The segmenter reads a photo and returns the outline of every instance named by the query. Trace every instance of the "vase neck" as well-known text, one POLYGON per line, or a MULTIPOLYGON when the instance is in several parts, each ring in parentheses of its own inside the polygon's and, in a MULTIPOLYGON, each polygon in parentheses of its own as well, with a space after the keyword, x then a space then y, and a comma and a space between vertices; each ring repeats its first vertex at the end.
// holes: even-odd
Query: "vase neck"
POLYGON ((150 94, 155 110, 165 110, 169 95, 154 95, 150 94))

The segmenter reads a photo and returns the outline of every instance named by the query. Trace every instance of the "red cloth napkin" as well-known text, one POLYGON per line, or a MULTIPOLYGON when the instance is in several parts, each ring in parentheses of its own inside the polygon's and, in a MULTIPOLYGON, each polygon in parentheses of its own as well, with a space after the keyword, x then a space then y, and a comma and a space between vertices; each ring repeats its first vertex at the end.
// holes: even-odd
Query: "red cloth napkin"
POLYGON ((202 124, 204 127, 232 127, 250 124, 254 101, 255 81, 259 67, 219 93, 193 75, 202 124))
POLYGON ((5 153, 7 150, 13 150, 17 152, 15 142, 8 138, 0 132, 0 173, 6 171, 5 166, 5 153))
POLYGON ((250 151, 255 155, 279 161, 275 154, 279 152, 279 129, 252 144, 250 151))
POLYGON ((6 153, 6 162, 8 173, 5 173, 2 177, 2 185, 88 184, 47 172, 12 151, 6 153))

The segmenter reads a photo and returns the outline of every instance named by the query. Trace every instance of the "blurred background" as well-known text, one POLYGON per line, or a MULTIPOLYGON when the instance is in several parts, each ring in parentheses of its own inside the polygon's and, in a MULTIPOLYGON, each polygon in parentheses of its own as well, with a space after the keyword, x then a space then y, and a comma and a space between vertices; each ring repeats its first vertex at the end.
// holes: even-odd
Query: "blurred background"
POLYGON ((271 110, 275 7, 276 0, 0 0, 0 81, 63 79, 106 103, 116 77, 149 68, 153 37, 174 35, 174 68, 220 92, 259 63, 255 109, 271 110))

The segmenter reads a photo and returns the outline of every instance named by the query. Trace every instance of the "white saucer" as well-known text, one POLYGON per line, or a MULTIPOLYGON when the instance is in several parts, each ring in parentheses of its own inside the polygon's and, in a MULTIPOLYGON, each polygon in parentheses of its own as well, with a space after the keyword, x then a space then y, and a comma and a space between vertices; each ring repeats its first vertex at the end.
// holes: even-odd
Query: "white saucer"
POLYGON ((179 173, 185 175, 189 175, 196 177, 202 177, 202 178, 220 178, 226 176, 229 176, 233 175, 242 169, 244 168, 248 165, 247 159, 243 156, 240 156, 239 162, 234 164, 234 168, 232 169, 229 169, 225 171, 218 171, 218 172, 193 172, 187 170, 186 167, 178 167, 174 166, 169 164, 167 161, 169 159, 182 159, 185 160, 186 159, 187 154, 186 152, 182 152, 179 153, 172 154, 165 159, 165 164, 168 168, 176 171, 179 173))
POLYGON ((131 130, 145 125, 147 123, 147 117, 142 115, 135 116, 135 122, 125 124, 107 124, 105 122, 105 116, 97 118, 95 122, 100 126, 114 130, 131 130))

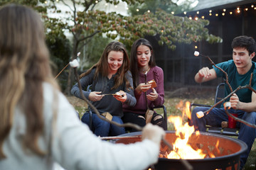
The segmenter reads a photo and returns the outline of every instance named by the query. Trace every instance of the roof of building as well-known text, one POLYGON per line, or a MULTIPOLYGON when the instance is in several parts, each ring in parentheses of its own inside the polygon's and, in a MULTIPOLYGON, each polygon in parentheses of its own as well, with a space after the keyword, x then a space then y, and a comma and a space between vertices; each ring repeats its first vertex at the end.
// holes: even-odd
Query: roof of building
POLYGON ((193 11, 198 11, 201 9, 206 9, 210 8, 229 8, 234 6, 240 6, 247 4, 248 3, 253 3, 253 0, 199 0, 198 4, 193 8, 193 11))

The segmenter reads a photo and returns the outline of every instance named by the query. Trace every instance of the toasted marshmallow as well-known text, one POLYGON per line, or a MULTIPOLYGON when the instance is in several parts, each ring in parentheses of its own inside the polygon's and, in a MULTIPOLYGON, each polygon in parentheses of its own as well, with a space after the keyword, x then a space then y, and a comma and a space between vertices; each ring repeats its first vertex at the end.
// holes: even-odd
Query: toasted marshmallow
POLYGON ((231 108, 231 103, 230 101, 225 102, 223 106, 225 109, 230 109, 231 108))
POLYGON ((196 113, 196 117, 198 117, 198 118, 203 118, 203 116, 204 116, 203 112, 198 111, 196 113))
POLYGON ((73 68, 79 67, 79 62, 78 62, 78 60, 76 60, 76 59, 75 59, 72 62, 70 62, 70 64, 73 68))
POLYGON ((199 55, 199 52, 195 51, 194 55, 196 56, 196 57, 198 56, 199 55))

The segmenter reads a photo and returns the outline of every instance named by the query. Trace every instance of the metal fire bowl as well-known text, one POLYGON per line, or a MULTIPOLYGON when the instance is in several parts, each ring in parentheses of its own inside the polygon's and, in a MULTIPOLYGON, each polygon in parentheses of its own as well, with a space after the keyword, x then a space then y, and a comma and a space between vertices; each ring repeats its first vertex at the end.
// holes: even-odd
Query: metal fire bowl
MULTIPOLYGON (((166 141, 172 144, 177 137, 175 132, 166 131, 166 141)), ((141 135, 141 132, 124 134, 120 136, 139 136, 139 137, 126 137, 115 140, 114 142, 134 143, 141 141, 139 137, 141 135)), ((186 159, 194 170, 239 169, 240 154, 245 152, 247 148, 246 144, 241 140, 221 135, 203 132, 200 132, 198 136, 196 136, 196 133, 192 134, 188 143, 194 149, 201 149, 207 155, 211 153, 215 157, 215 158, 186 159), (218 149, 215 147, 217 141, 219 141, 218 149)), ((166 149, 168 149, 167 146, 161 143, 160 152, 166 152, 166 149)), ((152 166, 152 169, 157 170, 186 169, 180 159, 167 158, 159 158, 159 162, 154 167, 152 166)))

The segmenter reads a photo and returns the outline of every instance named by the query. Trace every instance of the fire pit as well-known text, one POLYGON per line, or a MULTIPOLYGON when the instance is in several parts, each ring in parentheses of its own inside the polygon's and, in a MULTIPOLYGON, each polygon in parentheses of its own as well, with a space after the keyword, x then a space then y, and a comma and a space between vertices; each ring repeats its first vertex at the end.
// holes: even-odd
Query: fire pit
MULTIPOLYGON (((166 140, 172 144, 177 137, 175 132, 166 131, 166 140)), ((141 132, 124 134, 120 136, 128 136, 128 137, 115 140, 114 142, 124 144, 134 143, 141 141, 140 135, 141 132), (138 137, 134 137, 134 136, 138 136, 138 137)), ((196 135, 196 133, 193 133, 188 143, 194 149, 202 149, 203 153, 206 154, 207 157, 208 157, 205 159, 186 159, 194 170, 239 169, 240 156, 247 149, 246 144, 240 140, 208 132, 201 132, 198 136, 196 135), (210 157, 210 155, 215 157, 210 157)), ((167 146, 162 143, 161 144, 160 152, 166 152, 167 150, 167 146)), ((181 170, 186 169, 186 167, 179 159, 159 158, 159 162, 152 169, 157 170, 181 170)))

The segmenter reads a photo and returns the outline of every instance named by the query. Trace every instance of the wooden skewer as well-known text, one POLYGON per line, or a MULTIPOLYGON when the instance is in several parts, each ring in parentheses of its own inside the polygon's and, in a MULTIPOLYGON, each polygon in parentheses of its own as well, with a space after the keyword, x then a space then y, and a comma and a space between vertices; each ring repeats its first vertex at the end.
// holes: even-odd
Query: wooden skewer
POLYGON ((142 136, 114 136, 114 137, 99 137, 101 140, 119 140, 127 138, 141 138, 142 136))

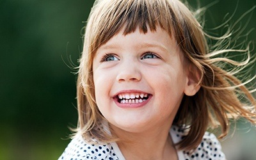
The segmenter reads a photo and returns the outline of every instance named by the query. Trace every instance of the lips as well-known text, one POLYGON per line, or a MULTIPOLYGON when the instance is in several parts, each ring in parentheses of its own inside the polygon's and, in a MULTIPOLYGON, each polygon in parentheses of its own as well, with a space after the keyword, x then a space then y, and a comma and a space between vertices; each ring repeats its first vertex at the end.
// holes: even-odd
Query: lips
POLYGON ((151 96, 151 94, 141 92, 123 92, 117 94, 114 99, 120 105, 140 105, 145 104, 151 96))

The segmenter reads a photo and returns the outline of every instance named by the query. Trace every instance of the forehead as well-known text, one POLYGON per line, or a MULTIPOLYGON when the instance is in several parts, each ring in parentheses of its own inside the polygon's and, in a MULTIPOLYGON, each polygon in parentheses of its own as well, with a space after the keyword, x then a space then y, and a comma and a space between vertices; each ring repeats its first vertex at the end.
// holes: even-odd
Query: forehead
MULTIPOLYGON (((166 1, 101 1, 90 16, 88 26, 95 34, 92 42, 96 48, 104 44, 122 29, 124 35, 140 31, 156 31, 157 26, 171 35, 173 12, 166 1), (102 3, 104 2, 104 3, 102 3), (91 25, 92 24, 92 25, 91 25)), ((93 49, 94 50, 94 49, 93 49)))
POLYGON ((104 44, 100 45, 99 50, 122 48, 124 45, 136 45, 138 48, 158 48, 161 50, 167 50, 170 46, 175 47, 177 43, 173 37, 159 26, 157 26, 156 31, 148 31, 144 33, 140 28, 132 33, 125 34, 125 28, 115 35, 104 44))

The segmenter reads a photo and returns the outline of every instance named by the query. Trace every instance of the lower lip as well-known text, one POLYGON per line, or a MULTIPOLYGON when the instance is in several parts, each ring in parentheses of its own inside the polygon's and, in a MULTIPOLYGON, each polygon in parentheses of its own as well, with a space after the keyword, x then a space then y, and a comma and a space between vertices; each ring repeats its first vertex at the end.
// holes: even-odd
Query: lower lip
POLYGON ((114 101, 117 105, 117 106, 122 108, 142 108, 146 104, 147 104, 150 99, 151 99, 152 96, 149 97, 148 99, 147 99, 145 101, 142 102, 141 103, 119 103, 117 101, 116 99, 114 99, 114 101))

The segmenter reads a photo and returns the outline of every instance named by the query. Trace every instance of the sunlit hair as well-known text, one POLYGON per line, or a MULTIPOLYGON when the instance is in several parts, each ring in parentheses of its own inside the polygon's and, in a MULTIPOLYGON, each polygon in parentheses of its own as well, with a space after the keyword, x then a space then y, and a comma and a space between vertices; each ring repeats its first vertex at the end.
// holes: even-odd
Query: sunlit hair
POLYGON ((255 77, 242 82, 236 76, 245 73, 244 68, 255 63, 249 47, 242 43, 230 48, 231 27, 221 37, 207 35, 195 18, 199 14, 177 0, 96 1, 87 22, 79 67, 77 132, 83 134, 87 141, 107 143, 117 140, 101 127, 104 118, 95 102, 92 62, 98 48, 122 28, 124 35, 138 27, 144 33, 156 31, 157 27, 163 28, 176 40, 191 67, 188 69, 198 73, 194 80, 201 88, 194 96, 184 96, 173 122, 180 127, 189 127, 188 135, 177 144, 179 148, 194 149, 209 128, 220 126, 220 138, 226 136, 230 118, 244 117, 255 124, 255 99, 246 87, 255 81, 255 77), (209 47, 210 39, 216 41, 216 45, 209 47), (245 58, 236 61, 227 58, 228 54, 243 54, 245 58))

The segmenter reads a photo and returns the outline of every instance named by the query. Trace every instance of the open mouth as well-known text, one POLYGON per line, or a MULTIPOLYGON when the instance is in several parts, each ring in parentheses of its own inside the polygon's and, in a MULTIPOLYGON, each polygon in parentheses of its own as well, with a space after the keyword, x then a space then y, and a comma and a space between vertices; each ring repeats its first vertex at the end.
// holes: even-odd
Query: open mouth
POLYGON ((139 104, 146 101, 150 96, 152 95, 148 93, 120 93, 116 99, 120 104, 139 104))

-- What the task asks --
Copy the lines above exactly, starting at the line that contains "of the sunlit" and ending at the last line of the records.

-- The answer --
The segmenter reads a photo and returns the outline of every instance named by the query. Trace every instance of the sunlit hair as well-known text, one POLYGON per line, or a MULTIPOLYGON when the instance is in several parts, each ring in parentheses of its own inside the polygon's and, in a MULTIPOLYGON, each polygon in parentheses of its own as well, with a space after the keyword, x then a space then y, and a comma and a space between vertices; each ring repeats its first vertex at the end.
// holes: even-odd
Query: sunlit hair
POLYGON ((255 77, 242 82, 236 76, 245 73, 244 68, 255 63, 249 47, 242 43, 230 48, 231 27, 221 37, 207 35, 195 18, 199 14, 177 0, 96 1, 87 22, 79 67, 77 132, 83 134, 87 141, 107 143, 117 140, 101 127, 104 118, 95 102, 92 62, 98 48, 122 28, 124 35, 138 27, 144 33, 156 31, 157 27, 163 28, 176 40, 191 67, 188 69, 198 73, 194 80, 201 88, 194 96, 184 96, 173 122, 180 127, 189 127, 188 135, 177 144, 179 148, 194 149, 209 128, 220 126, 220 138, 226 136, 230 118, 244 117, 255 124, 255 99, 246 87, 255 81, 255 77), (209 47, 210 39, 216 41, 216 45, 209 47), (245 58, 236 61, 227 58, 228 54, 243 54, 245 58))

The segmenter reads a photo and returns the outline of every instance named by the query. Trace every instance of the open mouth as well-known text, one POLYGON per line, or a MULTIPOLYGON when the instance is in several parts, each ring in parentheses of its own inside the polygon's and, in a MULTIPOLYGON, each polygon in parentheses of its own as well, with a space after the keyword, x then a space then y, and a comma and a space between vertices; each ring repeats its first vertex at the end.
// holes: even-odd
Query: open mouth
POLYGON ((139 104, 146 101, 150 96, 152 95, 148 93, 120 93, 116 99, 120 104, 139 104))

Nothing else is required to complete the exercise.